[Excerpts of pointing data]
/---

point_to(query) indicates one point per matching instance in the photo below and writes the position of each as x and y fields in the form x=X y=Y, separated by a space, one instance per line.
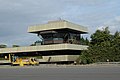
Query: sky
x=17 y=15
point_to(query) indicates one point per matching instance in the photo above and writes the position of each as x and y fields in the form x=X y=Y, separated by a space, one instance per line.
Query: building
x=60 y=42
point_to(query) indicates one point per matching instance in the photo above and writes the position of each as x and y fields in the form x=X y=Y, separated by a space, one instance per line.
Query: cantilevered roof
x=55 y=25
x=43 y=48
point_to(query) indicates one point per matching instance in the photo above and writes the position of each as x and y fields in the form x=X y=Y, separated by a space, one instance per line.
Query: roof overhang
x=57 y=25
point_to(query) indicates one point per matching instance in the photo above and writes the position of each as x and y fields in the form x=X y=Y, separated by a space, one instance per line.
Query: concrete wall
x=60 y=58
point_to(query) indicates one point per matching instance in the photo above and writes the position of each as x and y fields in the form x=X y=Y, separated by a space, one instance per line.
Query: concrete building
x=60 y=42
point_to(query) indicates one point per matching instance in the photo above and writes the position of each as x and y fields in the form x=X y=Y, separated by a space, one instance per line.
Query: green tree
x=103 y=46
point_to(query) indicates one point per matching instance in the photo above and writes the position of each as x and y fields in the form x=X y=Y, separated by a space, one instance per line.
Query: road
x=60 y=73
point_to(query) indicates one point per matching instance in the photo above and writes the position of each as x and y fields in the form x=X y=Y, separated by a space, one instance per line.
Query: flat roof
x=43 y=48
x=55 y=25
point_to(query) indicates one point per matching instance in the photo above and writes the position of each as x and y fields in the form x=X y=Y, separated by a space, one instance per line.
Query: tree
x=103 y=46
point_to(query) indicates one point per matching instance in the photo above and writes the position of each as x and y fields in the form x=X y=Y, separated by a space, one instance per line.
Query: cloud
x=17 y=15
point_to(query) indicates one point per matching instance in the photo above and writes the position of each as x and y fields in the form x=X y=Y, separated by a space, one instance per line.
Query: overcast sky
x=17 y=15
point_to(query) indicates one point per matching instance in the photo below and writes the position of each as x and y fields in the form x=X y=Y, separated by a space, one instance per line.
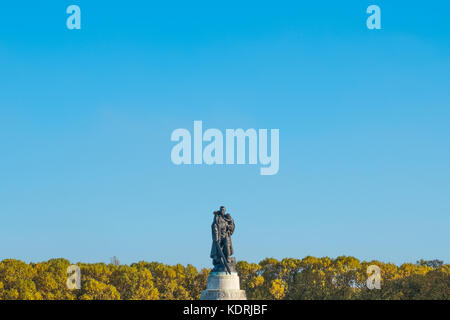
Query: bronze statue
x=222 y=247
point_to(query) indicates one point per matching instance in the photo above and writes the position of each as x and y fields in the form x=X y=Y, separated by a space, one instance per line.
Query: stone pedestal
x=223 y=286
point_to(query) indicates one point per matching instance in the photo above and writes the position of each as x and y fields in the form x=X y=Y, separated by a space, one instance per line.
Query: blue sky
x=86 y=117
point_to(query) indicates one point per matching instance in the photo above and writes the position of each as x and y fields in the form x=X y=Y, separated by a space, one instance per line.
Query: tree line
x=298 y=279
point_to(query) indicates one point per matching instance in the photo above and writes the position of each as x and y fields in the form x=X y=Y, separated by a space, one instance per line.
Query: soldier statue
x=222 y=248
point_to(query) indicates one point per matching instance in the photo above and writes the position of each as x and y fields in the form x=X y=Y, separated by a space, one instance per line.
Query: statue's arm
x=215 y=231
x=231 y=226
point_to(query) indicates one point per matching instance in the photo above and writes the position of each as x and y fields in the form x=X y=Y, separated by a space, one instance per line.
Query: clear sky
x=86 y=117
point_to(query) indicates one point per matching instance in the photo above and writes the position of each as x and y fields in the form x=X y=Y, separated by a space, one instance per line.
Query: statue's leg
x=226 y=249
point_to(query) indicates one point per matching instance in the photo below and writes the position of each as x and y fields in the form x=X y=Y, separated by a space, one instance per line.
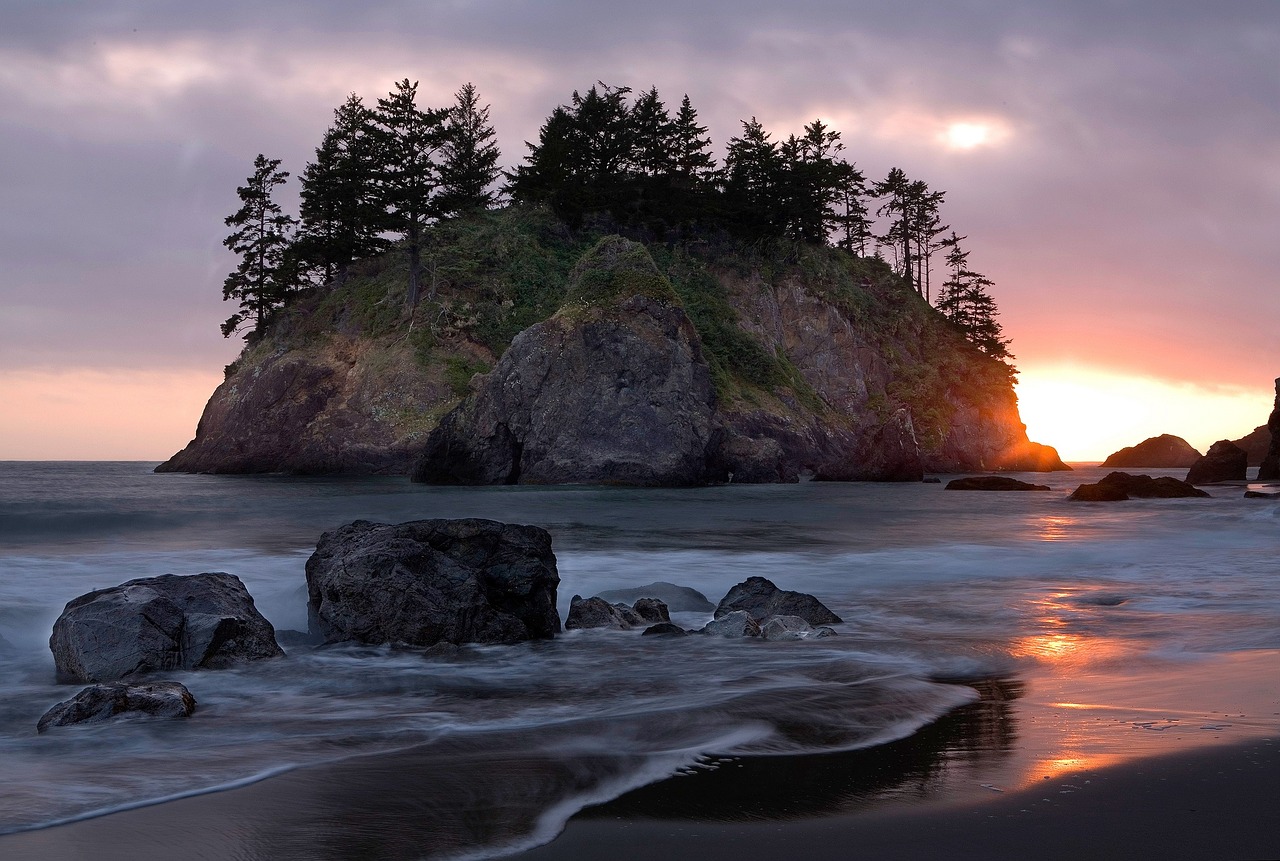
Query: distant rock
x=992 y=482
x=679 y=599
x=598 y=613
x=735 y=624
x=100 y=703
x=1224 y=462
x=160 y=623
x=1120 y=485
x=1164 y=452
x=429 y=581
x=762 y=599
x=1270 y=466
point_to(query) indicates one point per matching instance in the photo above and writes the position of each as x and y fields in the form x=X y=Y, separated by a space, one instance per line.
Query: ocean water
x=941 y=592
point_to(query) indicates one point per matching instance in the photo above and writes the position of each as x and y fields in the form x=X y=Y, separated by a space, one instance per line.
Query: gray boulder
x=1225 y=461
x=160 y=623
x=679 y=599
x=100 y=703
x=429 y=581
x=739 y=623
x=598 y=613
x=762 y=599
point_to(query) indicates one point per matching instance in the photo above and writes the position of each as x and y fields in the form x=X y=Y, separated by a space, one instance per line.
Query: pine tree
x=263 y=280
x=469 y=165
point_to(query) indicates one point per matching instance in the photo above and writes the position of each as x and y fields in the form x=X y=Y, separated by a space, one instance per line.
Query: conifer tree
x=469 y=164
x=263 y=233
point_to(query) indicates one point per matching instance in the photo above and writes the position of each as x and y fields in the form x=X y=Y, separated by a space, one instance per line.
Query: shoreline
x=1183 y=761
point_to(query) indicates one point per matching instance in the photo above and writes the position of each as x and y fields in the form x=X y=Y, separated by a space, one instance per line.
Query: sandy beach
x=1183 y=763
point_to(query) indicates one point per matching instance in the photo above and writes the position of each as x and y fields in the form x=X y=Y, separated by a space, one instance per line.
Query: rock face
x=1118 y=486
x=992 y=482
x=1164 y=452
x=160 y=623
x=1270 y=466
x=1224 y=462
x=680 y=599
x=433 y=581
x=100 y=703
x=760 y=599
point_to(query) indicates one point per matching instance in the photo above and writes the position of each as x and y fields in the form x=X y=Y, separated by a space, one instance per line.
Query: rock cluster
x=160 y=623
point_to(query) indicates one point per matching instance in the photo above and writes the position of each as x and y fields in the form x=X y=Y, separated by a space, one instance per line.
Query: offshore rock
x=160 y=623
x=1164 y=452
x=992 y=482
x=433 y=581
x=680 y=599
x=1270 y=466
x=100 y=703
x=1224 y=461
x=762 y=599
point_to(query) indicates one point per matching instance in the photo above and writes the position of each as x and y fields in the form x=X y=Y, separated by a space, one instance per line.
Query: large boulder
x=613 y=389
x=679 y=599
x=1270 y=466
x=100 y=703
x=433 y=581
x=1224 y=461
x=760 y=599
x=160 y=623
x=1164 y=452
x=992 y=482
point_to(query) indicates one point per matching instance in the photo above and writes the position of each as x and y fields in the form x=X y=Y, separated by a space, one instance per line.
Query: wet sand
x=1182 y=761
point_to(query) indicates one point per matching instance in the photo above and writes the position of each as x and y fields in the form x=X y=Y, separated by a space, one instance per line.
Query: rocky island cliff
x=543 y=356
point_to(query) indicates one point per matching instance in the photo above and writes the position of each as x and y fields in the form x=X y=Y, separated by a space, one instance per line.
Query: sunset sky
x=1115 y=165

\---

=== Problem description ===
Quote the entries in full. Any image among them is to be omitted from the copy.

=== Task result ===
point_to(query) indicates one point per matching instance in the photo below and writes the position of each as x and y fields in the form x=X y=Y, separated by a space, one instance per line.
Query: sky
x=17 y=15
point_to(query) indicates one point per matching instance in the photo above and writes the position of each as x and y fields in the form x=X y=Y, separated by a space, one instance per line.
Query: building
x=60 y=42
point_to(query) indicates one point per matching instance in the photo above and writes the position of each as x and y fields in the form x=X y=Y, separated by a space, one instance per line.
Query: cantilevered roof
x=55 y=25
x=43 y=48
point_to(query) indicates one point per matching instance in the photo above and writes the position of each as x and y fields in the form x=X y=Y, separated by a space, one instance per line.
Query: roof overhang
x=57 y=25
point_to(query) indicates one point per matching instance in the photo above and writes the position of each as x and y fields in the form x=X y=Y, separated by a space, one instance per line.
Query: concrete wall
x=60 y=58
point_to(query) indicates one point per matching instance in the photo above and writes the position of each as x and y fields in the form x=X y=Y, separated by a space, one instance per line.
Query: concrete building
x=60 y=42
point_to(query) indicates one point per matching instance in the photo above and writes the position of each as x and y fields in the form x=X y=Y, separated by a space, one instance per line.
Query: green tree
x=103 y=46
point_to(query) indicates one point per matching instance in the photo above and writes the position of each as x and y fields in the form x=X y=Y, separated by a space, one instance per line.
Query: road
x=60 y=73
point_to(query) indicates one point per matching instance in the photo above and writes the position of each as x and y fields in the form x=X y=Y, separated by a space, one instance per line.
Query: flat roof
x=43 y=48
x=55 y=25
point_to(query) indicates one point per matching instance in the photo above and writes the position of each as x and y fields in the form x=X y=Y, separated by a space, one instance per line.
Query: tree
x=103 y=46
point_to(query) indicates one point per matching instance in the photo above and writes the position of each as x and y fields in the form x=X y=Y, separated by a space, one instance per line.
Query: cloud
x=17 y=15
point_to(query) indicates one point per matching instance in the photo above and writes the position of each as x and y fields in the form x=X y=Y, separated by a space, one instance per line.
Query: overcast sky
x=17 y=15
point_to(query) indicates one point per matching instance in the photo below and writes the position of each as x and y fields in the form x=X y=Y, separated by a space, one instance per line.
Query: bronze statue
x=222 y=247
point_to(query) indicates one point per matching instance in the photo above and writes the position of each as x and y fields in the form x=X y=Y, separated by a space, one instance per line.
Query: stone pedestal
x=223 y=286
point_to(query) indicates one point per matching instance in the photo above and writes the position of each as x and y fields in the form x=X y=Y, separated by a space, one instance per line.
Query: blue sky
x=86 y=117
point_to(query) indicates one point per matching instance in the photo above and writes the position of each as x and y fields in the form x=X y=Y, separated by a space, one instance per line.
Query: tree line
x=298 y=279
point_to(query) indicates one point per matching instance in the photo above and writes the position of each as x and y fields in the form x=X y=Y, separated by a space, one instance per line.
Query: soldier statue
x=222 y=248
point_to(query) indicates one point per matching instance in the photo above and writes the position of each as x and y fields in the form x=X y=Y, separated by a space, one instance per line.
Query: statue's arm
x=215 y=231
x=231 y=226
point_to(query) indicates one point per matching instance in the photo above and writes the position of each as x and y fields in the form x=X y=Y, separated by a space, one instance per line.
Query: clear sky
x=86 y=117
point_to(query) indicates one point per matching instance in the photo above and writes the position of each as x and y fields in the form x=X y=Y, separated by a space, one instance per line.
Query: statue's leg
x=226 y=249
point_to(query) indicates one point per matching instance in the photo below and writes the position of each as x and y fields in the form x=X y=Y, separated by a space, one instance per line.
Query: distant rock
x=992 y=482
x=679 y=599
x=598 y=613
x=735 y=624
x=100 y=703
x=1224 y=462
x=160 y=623
x=1120 y=485
x=1164 y=452
x=429 y=581
x=762 y=599
x=1270 y=466
point_to(query) indicates one point per matching instance in the photo above and writes the position of each as x and y fields in the form x=X y=Y, separated by a space, one instance per line.
Query: ocean water
x=941 y=592
point_to(query) indicates one point per matching instance in the photo above and writes the position of each as x and y fields in the form x=X y=Y, separated by a space, one instance per line.
Query: gray boulder
x=1225 y=461
x=160 y=623
x=679 y=599
x=100 y=703
x=429 y=581
x=739 y=623
x=598 y=613
x=762 y=599
point_to(query) indicates one point per matching instance in the photo above and writes the position of each as x and y fields in the form x=X y=Y, separated by a space, one instance per line.
Query: pine tree
x=263 y=280
x=469 y=165
point_to(query) indicates one point per matching instance in the photo above and writes the position of each as x and y fields in the form x=X y=Y, separated by a space, one instance per line.
Query: conifer tree
x=469 y=164
x=263 y=233
point_to(query) indicates one point per matching instance in the photo above and writes the position of each as x and y fields in the form x=X y=Y, separated by a space, one instance per line.
Query: shoreline
x=1183 y=761
point_to(query) indicates one point per matching instance in the photo above and writes the position of each as x and y fields in the form x=X y=Y, separated by a space, one instance per line.
Query: sandy beach
x=1183 y=763
point_to(query) indicates one point per matching instance in the photo above and writes the position of each as x and y fields in the form x=X y=Y, separated by a space, one instance per line.
Query: rock face
x=1118 y=486
x=992 y=482
x=1164 y=452
x=160 y=623
x=1270 y=466
x=1224 y=462
x=680 y=599
x=433 y=581
x=100 y=703
x=760 y=599
point_to(query) indicates one point per matching instance in the photo above and writes the position of each as x and y fields in the form x=X y=Y, separated by a space, one instance per line.
Query: rock cluster
x=160 y=623
point_to(query) indicates one point per matching instance in the photo above and writes the position of each as x and y fields in the form x=X y=Y, separated by a space, one instance per line.
Query: offshore rock
x=160 y=623
x=1164 y=452
x=992 y=482
x=433 y=581
x=680 y=599
x=1270 y=466
x=100 y=703
x=1224 y=461
x=762 y=599
point_to(query) indicates one point per matching instance in the photo above and writes the position of each as x and y fields in the form x=X y=Y, separated by a space, one instance per line.
Query: large boulder
x=613 y=389
x=679 y=599
x=1270 y=466
x=100 y=703
x=433 y=581
x=1224 y=461
x=760 y=599
x=160 y=623
x=1164 y=452
x=992 y=482
point_to(query) indicates one point per matching instance in the photo above and writes the position of each as x and y fields in the form x=X y=Y, separated by a space, one instance per line.
Query: wet sand
x=1182 y=761
point_to(query) indicates one point per matching instance in the photo above and writes the position of each as x and y fields in the form x=X y=Y, separated by a space, one instance per line.
Query: rocky island cliff
x=543 y=356
point_to(query) indicates one point per matching instance in the photo above and writes the position of each as x and y fields in the form x=X y=Y, separated by a space, one instance per line.
Query: sunset sky
x=1115 y=165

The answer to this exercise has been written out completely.